═══ Available records

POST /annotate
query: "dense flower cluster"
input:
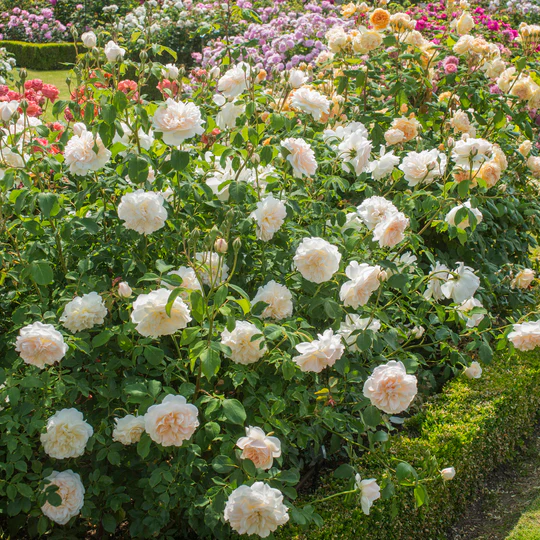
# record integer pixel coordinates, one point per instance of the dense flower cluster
(208, 293)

══════

Write all of the data out again, requests included, but subtract 62 from every point coordinate. Leave the pictures out.

* **The result**
POST /annotate
query: "dense flower cluster"
input:
# record integer pixel coordinates, one point per instance of the dense flower cluster
(146, 231)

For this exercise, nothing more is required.